[Dataset excerpts on object pointing]

-*-*-

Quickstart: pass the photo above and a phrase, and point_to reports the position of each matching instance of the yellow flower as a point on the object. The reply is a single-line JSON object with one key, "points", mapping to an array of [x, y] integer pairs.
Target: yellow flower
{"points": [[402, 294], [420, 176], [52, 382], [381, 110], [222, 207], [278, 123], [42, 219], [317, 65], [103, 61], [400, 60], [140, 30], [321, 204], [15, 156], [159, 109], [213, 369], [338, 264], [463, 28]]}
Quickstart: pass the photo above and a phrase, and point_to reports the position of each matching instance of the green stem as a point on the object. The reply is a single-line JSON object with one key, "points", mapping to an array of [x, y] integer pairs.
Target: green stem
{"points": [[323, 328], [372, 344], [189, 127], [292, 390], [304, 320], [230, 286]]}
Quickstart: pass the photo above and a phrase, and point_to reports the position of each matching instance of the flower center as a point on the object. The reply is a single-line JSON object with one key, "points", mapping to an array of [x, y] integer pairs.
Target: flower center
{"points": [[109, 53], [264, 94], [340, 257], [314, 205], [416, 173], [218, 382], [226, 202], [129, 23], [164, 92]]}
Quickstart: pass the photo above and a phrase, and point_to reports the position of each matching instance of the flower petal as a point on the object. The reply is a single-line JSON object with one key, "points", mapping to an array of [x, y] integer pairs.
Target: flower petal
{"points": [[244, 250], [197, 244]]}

-*-*-

THE PROBLEM: Reproduce all of the lines in the items above without any changes.

RESULT BELOW:
Quickstart: pass the photo above and a phrase, and point_to reports the position of each matching instance of the yellow flower as a point on the object. The reply is a single-line JSON object with one key, "points", mapping to an array of [x, y] integer pairs.
Target: yellow flower
{"points": [[402, 294], [420, 176], [52, 382], [381, 110], [222, 207], [278, 123], [42, 219], [317, 65], [103, 61], [400, 60], [140, 30], [321, 204], [15, 156], [159, 109], [213, 369], [338, 264], [463, 28]]}
Quickstart: pass the photo above and a phrase, and point_to reports the position of each matching instance of the green stem as a point on the object. The reply is a single-line JSON object with one key, "points", mapping to an array of [x, y] integer pairs.
Target: green stem
{"points": [[323, 328], [372, 344], [189, 127], [292, 390], [304, 320], [230, 286]]}
Quickstart: pass the photo above and a phrase, and point_to reports the position of each matching instance of the flower center as a point on the object. The reply is a single-line JSON object with one key, "points", mapping to an array of [x, y] integer pairs.
Target: flower center
{"points": [[109, 53], [264, 94], [340, 257], [314, 205], [416, 173], [218, 382], [226, 202], [129, 23], [164, 92]]}
Quickstart: pass the photo above and a phrase, and point_to reports the position of each matching instance of the flower petal as a point on the object. The reply is a single-line JSON object with one key, "points", mapping to an array of [x, y] integer pairs.
Target: flower petal
{"points": [[244, 250], [197, 244]]}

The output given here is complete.